### Prompt A:
Quote the stretch of the T. pallidum passage from "With these new" through "in host-pathogen evolution.".
### Prompt B:
Answer these questions from the T. pallidum passage:
(i) Which protein does the passage call a multidomain adhesion protein?
(ii) In which subclade was the mutation of TP0380 found?
(iii) In which three countries have collaborations on strain collection been initiated?
[Text Boundary: Start]
With these new sequences in-hand, the researchers generated a phylogenetic tree of modern T. pallidum genomes which diverged into several subclades. To annotate sequence differences between subclades, the researchers characterized which genomes contained protein alterations for known or suspected antigens. Suspected antigens included T. pallidum proteins that were known to be surface exposed or reacted with pooled sera from individuals with syphilis infection. Intriguingly, mutations in antigenic proteins were enriched over non-antigenic proteins for some subclades. This finding suggested that in these cases the human immune response could be a robust driver of divergent variant selection in T. pallidum genomes, a common theme in host-pathogen evolution.

Percentage of mutations that occur in non-antigenic proteins as compared to known or suspected antigenic proteins (including surface proteins) for several T. pallidum strains.
Percentage of mutations that occur in non-antigenic proteins as compared to known or suspected antigenic proteins (including surface proteins) for several T. pallidum strains.

Furthermore, proteins targeted by the immune response often display multiple, independent mutations to evolve and evade host detection. To dissect the outcome of this selective pressure on key antigenic proteins, the researchers constructed protein structure models for the mutant forms of five highly mutated proteins. Intriguingly, a deletion in TP0136, a multidomain adhesion protein, occurs independently in multiple geographical locations and overlaps with a known recombination hotspot in the T. pallidum genome. This finding suggests that T. pallidum TP0136 sequence variability is necessary for the evolution of the bacteria and likely enables evasion of the human immune response.

In addition to the study of antigenic proteins expressed by T. pallidum, mutations in non-antigenic proteins can also provide insight into bacterium evolution and possible vaccine targets. For example, a mutation of the putative ERCC3-like DNA repair helicase TP0380 was only found in the Nichols A subclade and surprisingly correlated with an increased rate of mutation for this clade compared to circulating stains of the other six subclades. Together these data identify one potential mechanism of how the bacteria increase the rate of mutation in current circulating strains and may indicate a boost in bacterium fitness as observed by continued evasion of the human immune response.

“These data provide vaccine researchers a wealth of information on T. pallidum antigenic variability across the entire world and allows them to prioritize targets that will provide protection equally well against strains circulating in Seattle and those circulating in Lima or Antananarivo or Dublin,” said Dr. Lieberman. In the future, Dr. Lieberman intends to sequence T. pallidum genomes from samples in other under-sampled countries. “With that in mind, we have initiated collaborations on strain collection with clinical sites in Sri Lanka, India, and Argentina, as well as continuing our work with collaborators in Peru, China, and throughout the USA.” In parallel with additional sequencing, Dr. Lieberman stated that follow-up studies include “functional profiling to examine which of the sequence variants we have discovered interact with the human immune system, and which may help it evade immune clearance.”
[Text Boundary: End]
[Entries shown Boundary: Start]
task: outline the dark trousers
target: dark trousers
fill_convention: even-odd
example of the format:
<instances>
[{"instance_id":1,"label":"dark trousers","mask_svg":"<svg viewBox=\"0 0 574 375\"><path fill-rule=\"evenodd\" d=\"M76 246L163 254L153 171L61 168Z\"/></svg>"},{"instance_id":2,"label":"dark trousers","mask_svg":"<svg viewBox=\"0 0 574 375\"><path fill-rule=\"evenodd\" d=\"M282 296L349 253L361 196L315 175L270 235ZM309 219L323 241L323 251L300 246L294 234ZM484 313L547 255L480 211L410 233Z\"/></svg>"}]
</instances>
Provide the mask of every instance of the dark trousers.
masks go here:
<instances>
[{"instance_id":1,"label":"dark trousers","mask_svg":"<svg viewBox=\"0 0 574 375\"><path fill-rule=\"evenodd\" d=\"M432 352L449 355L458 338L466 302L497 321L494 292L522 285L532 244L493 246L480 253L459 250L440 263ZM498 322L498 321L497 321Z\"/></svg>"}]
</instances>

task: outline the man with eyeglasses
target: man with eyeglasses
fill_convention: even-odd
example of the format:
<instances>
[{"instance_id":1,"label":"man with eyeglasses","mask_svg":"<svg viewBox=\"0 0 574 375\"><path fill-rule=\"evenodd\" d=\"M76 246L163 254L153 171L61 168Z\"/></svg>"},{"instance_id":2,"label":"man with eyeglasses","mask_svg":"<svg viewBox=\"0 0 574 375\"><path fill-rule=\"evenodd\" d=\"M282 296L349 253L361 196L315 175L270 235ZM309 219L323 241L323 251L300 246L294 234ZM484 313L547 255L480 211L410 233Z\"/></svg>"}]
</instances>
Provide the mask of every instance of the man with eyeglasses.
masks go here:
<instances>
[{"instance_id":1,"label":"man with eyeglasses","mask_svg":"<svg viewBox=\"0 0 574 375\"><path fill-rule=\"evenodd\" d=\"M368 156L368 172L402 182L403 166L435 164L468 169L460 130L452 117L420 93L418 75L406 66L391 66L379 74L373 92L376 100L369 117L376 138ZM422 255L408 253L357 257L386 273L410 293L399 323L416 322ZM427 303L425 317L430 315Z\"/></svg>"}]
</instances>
[Entries shown Boundary: End]
### Answer area A:
With these new sequences in-hand, the researchers generated a phylogenetic tree of modern T. pallidum genomes which diverged into several subclades. To annotate sequence differences between subclades, the researchers characterized which genomes contained protein alterations for known or suspected antigens. Suspected antigens included T. pallidum proteins that were known to be surface exposed or reacted with pooled sera from individuals with syphilis infection. Intriguingly, mutations in antigenic proteins were enriched over non-antigenic proteins for some subclades. This finding suggested that in these cases the human immune response could be a robust driver of divergent variant selection in T. pallidum genomes, a common theme in host-pathogen evolution.

### Answer area B:
(i) TP0136
(ii) The Nichols A subclade
(iii) Sri Lanka, India, and Argentina